*What you will do:*
Would you transcribe word for word every line from the one containing "of the mallard" to the end of the data, both ends included, and leave out the rest?

(Region pointing data)
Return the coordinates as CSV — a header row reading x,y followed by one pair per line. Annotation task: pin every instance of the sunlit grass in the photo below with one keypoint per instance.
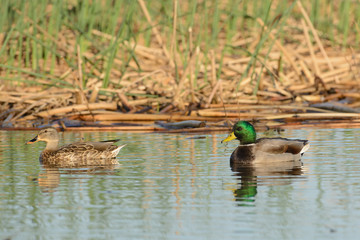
x,y
39,36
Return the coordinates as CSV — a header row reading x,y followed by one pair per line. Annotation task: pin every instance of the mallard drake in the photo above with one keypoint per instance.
x,y
263,150
75,154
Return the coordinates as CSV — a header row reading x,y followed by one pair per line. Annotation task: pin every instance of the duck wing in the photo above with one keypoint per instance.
x,y
282,145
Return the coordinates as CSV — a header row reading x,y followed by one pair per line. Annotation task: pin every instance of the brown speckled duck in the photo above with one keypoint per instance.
x,y
264,150
79,154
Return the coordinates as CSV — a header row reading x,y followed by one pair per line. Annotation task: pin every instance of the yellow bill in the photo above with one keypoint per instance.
x,y
35,139
229,138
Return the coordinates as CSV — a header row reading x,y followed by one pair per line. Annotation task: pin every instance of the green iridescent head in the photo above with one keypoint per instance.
x,y
242,131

*Final answer:*
Return the coordinates as CSV — a header row reading x,y followed by one pair per line. Annotation task: pin every instance of the mallard drake in the photo above with one keypoint per instance.
x,y
263,150
75,154
Return the coordinates as CSV — a header row reading x,y followed by one pair per line. Annotation task: pin every instance of the duck wing in the photo above with one keypoint per instance.
x,y
282,145
Return the coordinates as CSV — a header row reading x,y followed by one pair per line. Annotation task: pin every instance of the brown speckled duck in the photo above with one keypoint per instance.
x,y
264,150
79,154
Return the coordinates as CSV — a header row reading x,y followed by one pair per line. Annotation task: pin every instance of the yellow bill in the photo above with one keypoint per instance.
x,y
35,139
229,138
Return the coordinates as CSV — a header row reading x,y followed by one pair per line. Annotation task: pin every instance of the green iridescent head in the photo above with one keypoint per instance.
x,y
242,131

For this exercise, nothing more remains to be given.